Labeled-object pointing records

────────────────────

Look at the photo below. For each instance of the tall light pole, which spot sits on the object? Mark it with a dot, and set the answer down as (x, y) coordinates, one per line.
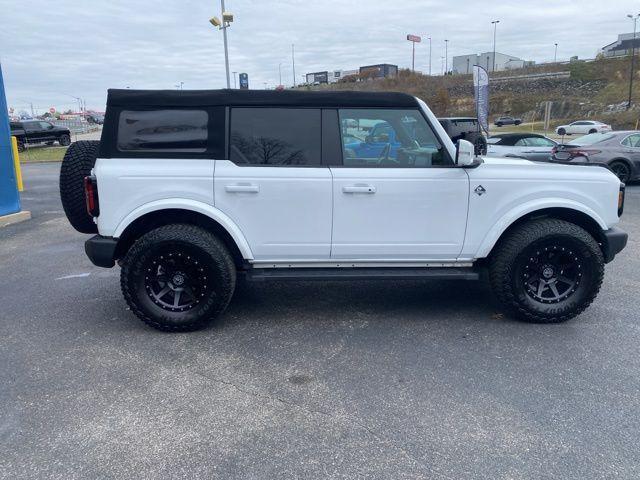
(633, 55)
(227, 18)
(495, 29)
(446, 56)
(293, 63)
(429, 56)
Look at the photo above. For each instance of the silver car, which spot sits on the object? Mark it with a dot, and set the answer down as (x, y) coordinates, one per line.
(620, 151)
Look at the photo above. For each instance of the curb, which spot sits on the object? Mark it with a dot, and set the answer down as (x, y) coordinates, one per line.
(14, 218)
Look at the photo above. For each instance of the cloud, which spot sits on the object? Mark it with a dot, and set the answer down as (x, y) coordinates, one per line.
(52, 52)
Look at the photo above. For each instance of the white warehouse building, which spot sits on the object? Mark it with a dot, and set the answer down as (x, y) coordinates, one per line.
(463, 64)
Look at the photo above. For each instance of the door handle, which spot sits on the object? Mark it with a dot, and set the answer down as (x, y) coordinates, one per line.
(359, 189)
(242, 188)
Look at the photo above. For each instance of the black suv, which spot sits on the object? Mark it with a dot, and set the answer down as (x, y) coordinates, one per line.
(38, 131)
(465, 128)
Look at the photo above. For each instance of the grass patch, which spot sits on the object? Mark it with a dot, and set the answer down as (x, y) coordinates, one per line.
(42, 154)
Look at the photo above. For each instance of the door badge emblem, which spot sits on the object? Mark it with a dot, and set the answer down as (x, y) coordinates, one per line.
(480, 190)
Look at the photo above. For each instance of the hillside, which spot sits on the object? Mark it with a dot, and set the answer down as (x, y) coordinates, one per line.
(596, 89)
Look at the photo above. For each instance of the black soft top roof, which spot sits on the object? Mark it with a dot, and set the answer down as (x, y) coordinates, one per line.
(293, 98)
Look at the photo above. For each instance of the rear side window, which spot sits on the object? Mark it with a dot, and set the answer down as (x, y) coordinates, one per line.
(275, 136)
(170, 131)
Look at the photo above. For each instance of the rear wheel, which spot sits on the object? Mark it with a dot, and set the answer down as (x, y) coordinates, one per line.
(178, 278)
(547, 271)
(621, 169)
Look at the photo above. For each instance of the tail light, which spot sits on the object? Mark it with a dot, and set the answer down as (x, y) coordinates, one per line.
(91, 196)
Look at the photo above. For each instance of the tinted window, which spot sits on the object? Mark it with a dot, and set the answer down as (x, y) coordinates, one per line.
(632, 141)
(389, 138)
(163, 131)
(275, 136)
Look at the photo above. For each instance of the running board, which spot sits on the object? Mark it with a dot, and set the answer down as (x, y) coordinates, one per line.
(449, 273)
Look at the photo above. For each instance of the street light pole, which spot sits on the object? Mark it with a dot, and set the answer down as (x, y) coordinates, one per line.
(495, 29)
(293, 63)
(633, 56)
(429, 56)
(446, 56)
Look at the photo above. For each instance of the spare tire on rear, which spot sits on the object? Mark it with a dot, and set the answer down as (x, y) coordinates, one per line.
(77, 164)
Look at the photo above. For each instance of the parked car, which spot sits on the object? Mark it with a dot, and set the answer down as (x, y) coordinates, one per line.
(38, 131)
(620, 151)
(258, 184)
(501, 121)
(583, 127)
(465, 128)
(530, 146)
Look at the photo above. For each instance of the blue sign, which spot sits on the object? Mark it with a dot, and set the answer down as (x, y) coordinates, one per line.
(244, 81)
(9, 198)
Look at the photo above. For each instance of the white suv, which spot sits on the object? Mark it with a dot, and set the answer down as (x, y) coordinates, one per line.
(189, 190)
(583, 127)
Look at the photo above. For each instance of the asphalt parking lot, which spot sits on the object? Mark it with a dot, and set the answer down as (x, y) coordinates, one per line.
(306, 380)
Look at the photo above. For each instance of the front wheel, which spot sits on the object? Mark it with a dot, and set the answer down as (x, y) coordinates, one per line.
(178, 278)
(547, 271)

────────────────────

* _Short problem_
Rewrite all of the records above as a JSON list of strings with one string per line and no entries for blank lines. Leave the pictures out.

* _Finished exercise_
[
  "Look at the photo below. For each instance of the tall light pole, which spot sits on the object? Mark it with a dot, and set the answer down as (x, y) coordinates, one per line.",
  "(633, 55)",
  "(227, 18)",
  "(495, 29)",
  "(446, 56)",
  "(293, 63)",
  "(429, 56)",
  "Look at the photo above. For each instance of the silver car, which spot sits on the object? Mark it with a dot, and set the answer down as (x, y) coordinates, one per line.",
  "(620, 151)",
  "Look at the photo above. For each instance of the curb, which spot sits on the object? Mark it with a dot, and set the answer down as (x, y) coordinates, one per line.",
  "(14, 218)",
  "Look at the photo above. For each instance of the cloud, which spot sits on the object? Mark it with a dot, and set the answer down as (x, y) coordinates, one per line.",
  "(52, 52)",
  "Look at the photo above. For each instance of the white warehouse building, which spot sits on the object? Mark it with a dot, and set the answer down as (x, y) coordinates, one per line.",
  "(463, 64)",
  "Look at the photo above. For each instance of the door handle, which spot sits on the object? Mark it with a dot, and set the answer down as (x, y) coordinates, one per line.",
  "(359, 189)",
  "(242, 188)",
  "Look at the photo above. For each instance of the black suv, which spot sits on the object? Mark it with a dot, and set the answer down as (x, y) coordinates, one per line.",
  "(38, 131)",
  "(465, 128)",
  "Look at the photo above. For each instance of the grass patch, which spot sits on the object? Mark it with a dot, and set the answer down as (x, y) coordinates, one per line.",
  "(42, 154)",
  "Look at the photo above. For each instance of the door badge emblem, which spot sits on the object? Mark it with a dot, and set the answer down as (x, y) coordinates, one per line.",
  "(480, 190)",
  "Look at the photo above. For each instance of the hillside, which spot sits on the object? Mark it with a dot, and set the answer down as (x, y) coordinates, one per line.",
  "(596, 89)",
  "Look at the photo above. For each instance of the black soft top roof, which spot sits on the object? Mark it with a dot, and set the answer down as (x, y) coordinates, one per line.",
  "(293, 98)",
  "Look at the photo above. For each instance of the rear side window, which spot sits on the object? Mark it with a dot, and set the answer down as (x, y) coordinates, one per line.",
  "(275, 136)",
  "(170, 131)",
  "Look at the photo above. For each instance of the rear wheel, which spot sits on the object? Mark it with a dot, and set the answer down as (x, y) coordinates, one per line.",
  "(178, 278)",
  "(547, 271)",
  "(621, 169)",
  "Look at the photo above. For each instance of the tail light, which spot sits on the object? Mark it with a dot, and set the answer down as (x, y) coordinates, one per line.",
  "(91, 196)",
  "Look at the photo above. For each instance of the tinted window, which spot sits on the object? Mark it with a dot, and set the answer down as (x, y) coordinates, one per line.",
  "(632, 141)",
  "(389, 138)",
  "(163, 131)",
  "(275, 136)",
  "Look at the photo above. For each instance of the running board, which spot sits on the object? Mark it with a dot, and set the answer down as (x, y) coordinates, one per line.",
  "(449, 273)",
  "Look at the photo above. For each instance of the street light pole, which spot sits on the object? Mark it with a dot, and set the answer down as (x, y) coordinates, one per line.",
  "(495, 29)",
  "(293, 63)",
  "(633, 56)",
  "(429, 56)",
  "(446, 56)",
  "Look at the photo above. For each instance of the spare tire on rear, which spot sits on the object? Mark it with a dot, and set the answer down as (x, y) coordinates, one per line.",
  "(77, 164)",
  "Look at the photo above. For each instance of the parked car, which spot sits on the object? Mark it with a dot, and set the answer down as (x, y) coordinates, one per line.",
  "(38, 131)",
  "(620, 151)",
  "(258, 184)",
  "(501, 121)",
  "(583, 127)",
  "(465, 128)",
  "(530, 146)",
  "Look at the photo above. For each instance of the blue sign, which spot sits on the object? Mark it with a dot, and set the answer down as (x, y) coordinates, one per line.",
  "(244, 81)",
  "(9, 198)",
  "Look at the photo above. For each instance of the white suv, which spot sits on the object? Mark it with a dot, and set the answer down as (x, y) coordinates, one per line.",
  "(189, 190)",
  "(583, 127)",
  "Look at the photo above. For each instance of the asphalt parking lot, which spot sits on the object? Mark it with a dot, and set the answer down as (x, y) coordinates, one per line.",
  "(306, 380)",
  "Look at the photo above. For each instance of the front wheel, which spot sits on the object? Mark it with a dot, and set the answer down as (x, y) coordinates, one per line.",
  "(178, 278)",
  "(547, 271)"
]